* [What is required]: Please list every river named in the fly-fishing post below.

* [Extract to read]:
Fly-Fishing in the Italian Alps, Part 2: Blowouts, high water, and mystery trout on the Swiss border

Can you help identify this strange trout variant? Salmo truta helvetica?

Fly-Fishing in the Italian Alps, Part 2: Blowouts, high water, and mystery trout on the Swiss border
The Ram running high near the Swiss border

It’s the most wonderful time of the year here in Oregon, as the weather cools and all sorts of fish get more active. Steelhead are pushing up the Deschutes, coho are in the Clackamas, and sea-run cutthroat abound at the coast. I hope you’re enjoying the changing seasons and getting some time in on the water.

Before we get to fall, though, here’s a flashback to last month’s Italian adventure, this in the north east part of the country, Trentino-Alto Adige / Südtirol. If you missed Part 1, all about the rules and regulations around Italian fly fishing, you can find it here.

n.b. If you're reading this and have expertise around fly fishing in Italy that would be helpful, or you can correct any of my likely plentiful errors, please leave a comment!

Big nymphing

By the time we got into our third week of vacation, I had managed to sneak away from the family five or six times, enough to start to figure out trout fishing in Italy. Or so I thought.

Across Piedmont, and now in Trentino-Alto Adige / Südtirol, I’d found success with techniques that were first devised there many years ago, but now common worldwide: nymphing, tight-line Euro-style, occasionally under a suspender. (That’s a classy way to say bobber, though the New Zealand wool system was the most effective.)

I prefer fishing dry flies. Doesn’t everyone? We were mostly in crystal-clear water, where big trout held in knee-deep pockets. Fantasizing about topwater takes as I rigged up one morning made me lose concentration enough to blow tying the simple clinch knot three times.

* [Material shown]:
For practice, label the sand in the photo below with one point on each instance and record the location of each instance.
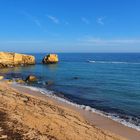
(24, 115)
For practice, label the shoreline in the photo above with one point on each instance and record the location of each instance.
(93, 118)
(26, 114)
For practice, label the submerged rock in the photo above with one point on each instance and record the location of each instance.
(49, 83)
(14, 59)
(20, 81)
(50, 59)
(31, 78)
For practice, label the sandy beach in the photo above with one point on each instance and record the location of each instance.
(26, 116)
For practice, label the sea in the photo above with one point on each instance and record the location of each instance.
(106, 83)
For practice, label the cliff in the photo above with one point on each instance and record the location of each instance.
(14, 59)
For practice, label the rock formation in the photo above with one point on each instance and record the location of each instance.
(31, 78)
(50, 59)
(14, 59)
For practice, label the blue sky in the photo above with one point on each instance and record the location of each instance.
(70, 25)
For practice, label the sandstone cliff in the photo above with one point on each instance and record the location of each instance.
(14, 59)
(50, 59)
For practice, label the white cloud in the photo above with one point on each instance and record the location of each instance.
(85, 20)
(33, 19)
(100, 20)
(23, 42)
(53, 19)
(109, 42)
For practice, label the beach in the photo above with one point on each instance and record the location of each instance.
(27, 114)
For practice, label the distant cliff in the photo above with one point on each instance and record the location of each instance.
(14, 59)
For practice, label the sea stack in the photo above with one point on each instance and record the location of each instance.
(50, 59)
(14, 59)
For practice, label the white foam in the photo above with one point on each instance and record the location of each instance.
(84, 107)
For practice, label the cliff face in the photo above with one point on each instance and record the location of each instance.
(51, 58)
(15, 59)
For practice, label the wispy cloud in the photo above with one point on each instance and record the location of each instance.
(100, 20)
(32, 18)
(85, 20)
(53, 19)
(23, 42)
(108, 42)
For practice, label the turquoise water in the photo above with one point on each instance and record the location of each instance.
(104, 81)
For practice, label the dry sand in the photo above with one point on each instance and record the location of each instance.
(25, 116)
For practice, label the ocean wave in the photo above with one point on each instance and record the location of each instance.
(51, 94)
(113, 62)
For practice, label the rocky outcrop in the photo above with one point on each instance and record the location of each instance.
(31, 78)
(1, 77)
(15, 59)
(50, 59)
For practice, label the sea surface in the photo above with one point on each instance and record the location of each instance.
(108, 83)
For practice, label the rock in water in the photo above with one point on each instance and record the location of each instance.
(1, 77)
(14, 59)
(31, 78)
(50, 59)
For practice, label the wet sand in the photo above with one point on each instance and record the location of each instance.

* * *

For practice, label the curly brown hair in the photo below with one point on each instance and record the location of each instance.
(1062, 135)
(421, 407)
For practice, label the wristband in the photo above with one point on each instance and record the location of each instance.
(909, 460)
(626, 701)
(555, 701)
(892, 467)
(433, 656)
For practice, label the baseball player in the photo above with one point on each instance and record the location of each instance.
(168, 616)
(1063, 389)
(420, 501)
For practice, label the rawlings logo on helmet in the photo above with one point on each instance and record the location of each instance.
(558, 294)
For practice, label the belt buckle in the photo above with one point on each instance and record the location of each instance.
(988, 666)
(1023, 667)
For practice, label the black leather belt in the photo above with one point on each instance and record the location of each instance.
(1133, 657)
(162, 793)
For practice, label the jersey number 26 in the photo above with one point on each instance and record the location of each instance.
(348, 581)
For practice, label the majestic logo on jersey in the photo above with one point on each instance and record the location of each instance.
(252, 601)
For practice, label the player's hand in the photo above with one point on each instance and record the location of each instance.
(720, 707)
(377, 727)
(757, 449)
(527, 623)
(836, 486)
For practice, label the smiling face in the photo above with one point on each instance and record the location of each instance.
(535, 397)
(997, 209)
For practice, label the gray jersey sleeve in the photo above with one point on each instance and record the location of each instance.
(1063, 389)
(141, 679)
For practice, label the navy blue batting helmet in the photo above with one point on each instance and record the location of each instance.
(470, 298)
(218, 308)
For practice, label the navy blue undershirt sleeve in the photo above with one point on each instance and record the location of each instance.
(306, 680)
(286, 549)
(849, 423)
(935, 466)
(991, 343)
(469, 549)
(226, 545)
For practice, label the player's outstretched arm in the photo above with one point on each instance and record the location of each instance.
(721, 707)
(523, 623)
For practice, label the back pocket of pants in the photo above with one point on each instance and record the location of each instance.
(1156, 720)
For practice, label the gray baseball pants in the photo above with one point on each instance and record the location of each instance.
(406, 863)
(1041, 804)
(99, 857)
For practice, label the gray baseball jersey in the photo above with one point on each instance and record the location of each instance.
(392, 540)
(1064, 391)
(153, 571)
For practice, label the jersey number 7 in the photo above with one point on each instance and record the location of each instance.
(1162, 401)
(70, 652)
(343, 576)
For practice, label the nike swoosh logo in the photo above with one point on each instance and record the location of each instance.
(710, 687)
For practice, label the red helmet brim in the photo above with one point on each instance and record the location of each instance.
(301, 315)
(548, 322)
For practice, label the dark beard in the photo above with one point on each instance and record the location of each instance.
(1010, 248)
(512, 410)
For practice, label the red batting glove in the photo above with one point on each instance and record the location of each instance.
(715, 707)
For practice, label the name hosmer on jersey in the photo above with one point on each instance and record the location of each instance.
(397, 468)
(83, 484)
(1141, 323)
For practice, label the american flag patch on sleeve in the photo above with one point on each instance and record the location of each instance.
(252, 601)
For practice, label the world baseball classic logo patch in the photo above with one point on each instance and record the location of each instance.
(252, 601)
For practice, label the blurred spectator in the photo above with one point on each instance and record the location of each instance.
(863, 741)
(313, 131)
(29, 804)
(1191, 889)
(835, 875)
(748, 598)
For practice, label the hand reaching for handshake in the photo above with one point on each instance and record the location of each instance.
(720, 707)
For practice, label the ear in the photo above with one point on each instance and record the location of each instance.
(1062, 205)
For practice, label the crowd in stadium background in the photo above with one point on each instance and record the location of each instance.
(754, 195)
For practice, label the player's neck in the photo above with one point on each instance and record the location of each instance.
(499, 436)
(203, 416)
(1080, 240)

==

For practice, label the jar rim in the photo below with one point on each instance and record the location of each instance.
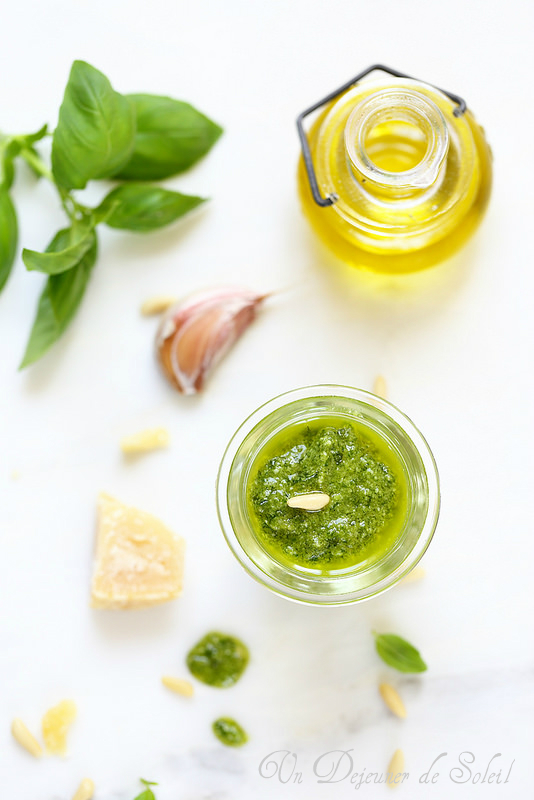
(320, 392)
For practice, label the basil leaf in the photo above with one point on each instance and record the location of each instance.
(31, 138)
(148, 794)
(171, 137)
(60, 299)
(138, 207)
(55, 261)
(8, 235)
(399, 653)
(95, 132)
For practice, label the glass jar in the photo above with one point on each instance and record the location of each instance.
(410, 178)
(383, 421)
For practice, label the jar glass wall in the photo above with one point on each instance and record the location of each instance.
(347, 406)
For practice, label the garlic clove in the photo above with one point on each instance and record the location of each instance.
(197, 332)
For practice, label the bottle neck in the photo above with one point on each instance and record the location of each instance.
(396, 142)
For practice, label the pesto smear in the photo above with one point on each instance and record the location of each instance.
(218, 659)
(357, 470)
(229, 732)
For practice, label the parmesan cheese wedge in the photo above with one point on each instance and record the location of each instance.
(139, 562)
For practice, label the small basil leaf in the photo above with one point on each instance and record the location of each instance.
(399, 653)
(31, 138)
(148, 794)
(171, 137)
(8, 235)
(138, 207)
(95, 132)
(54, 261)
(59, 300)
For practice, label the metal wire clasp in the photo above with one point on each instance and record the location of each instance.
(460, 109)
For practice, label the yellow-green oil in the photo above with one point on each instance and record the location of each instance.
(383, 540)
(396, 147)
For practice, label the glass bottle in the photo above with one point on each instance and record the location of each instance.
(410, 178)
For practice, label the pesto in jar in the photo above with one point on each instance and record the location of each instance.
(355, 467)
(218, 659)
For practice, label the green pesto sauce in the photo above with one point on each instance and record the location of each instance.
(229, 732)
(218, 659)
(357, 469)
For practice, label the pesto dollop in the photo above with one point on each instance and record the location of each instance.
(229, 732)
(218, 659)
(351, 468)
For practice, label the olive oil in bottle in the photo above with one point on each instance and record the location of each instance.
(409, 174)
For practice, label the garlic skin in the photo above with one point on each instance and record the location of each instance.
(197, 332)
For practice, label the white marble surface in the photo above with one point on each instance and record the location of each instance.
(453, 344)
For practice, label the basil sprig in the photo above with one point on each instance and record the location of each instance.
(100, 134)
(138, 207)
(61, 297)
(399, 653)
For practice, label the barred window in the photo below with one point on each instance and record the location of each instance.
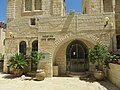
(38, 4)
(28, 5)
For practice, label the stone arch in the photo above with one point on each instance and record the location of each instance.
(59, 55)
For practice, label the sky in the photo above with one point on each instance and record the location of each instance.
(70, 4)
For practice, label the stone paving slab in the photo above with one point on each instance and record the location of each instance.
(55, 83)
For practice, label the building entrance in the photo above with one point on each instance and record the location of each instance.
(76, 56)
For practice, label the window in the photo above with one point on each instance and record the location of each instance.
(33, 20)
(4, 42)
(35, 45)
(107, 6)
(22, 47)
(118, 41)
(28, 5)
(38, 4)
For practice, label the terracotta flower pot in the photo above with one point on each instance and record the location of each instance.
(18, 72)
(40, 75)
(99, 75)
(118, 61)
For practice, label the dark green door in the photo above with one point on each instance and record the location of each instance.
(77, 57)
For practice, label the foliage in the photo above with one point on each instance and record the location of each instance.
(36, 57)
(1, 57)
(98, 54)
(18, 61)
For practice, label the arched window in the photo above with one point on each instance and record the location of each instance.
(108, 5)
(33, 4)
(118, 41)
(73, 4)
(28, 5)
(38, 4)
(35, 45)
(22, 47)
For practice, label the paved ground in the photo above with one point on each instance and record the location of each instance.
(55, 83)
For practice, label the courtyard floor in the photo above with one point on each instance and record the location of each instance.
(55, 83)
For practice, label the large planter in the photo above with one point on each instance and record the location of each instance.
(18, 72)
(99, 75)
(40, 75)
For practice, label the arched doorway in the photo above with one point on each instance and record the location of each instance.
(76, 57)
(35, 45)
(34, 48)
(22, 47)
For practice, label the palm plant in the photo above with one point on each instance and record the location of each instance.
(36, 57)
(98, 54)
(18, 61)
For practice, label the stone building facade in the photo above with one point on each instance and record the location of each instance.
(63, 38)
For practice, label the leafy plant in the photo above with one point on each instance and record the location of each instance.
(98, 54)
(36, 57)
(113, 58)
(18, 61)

* [Exercise response]: The Ram, the Deschutes, the Clackamas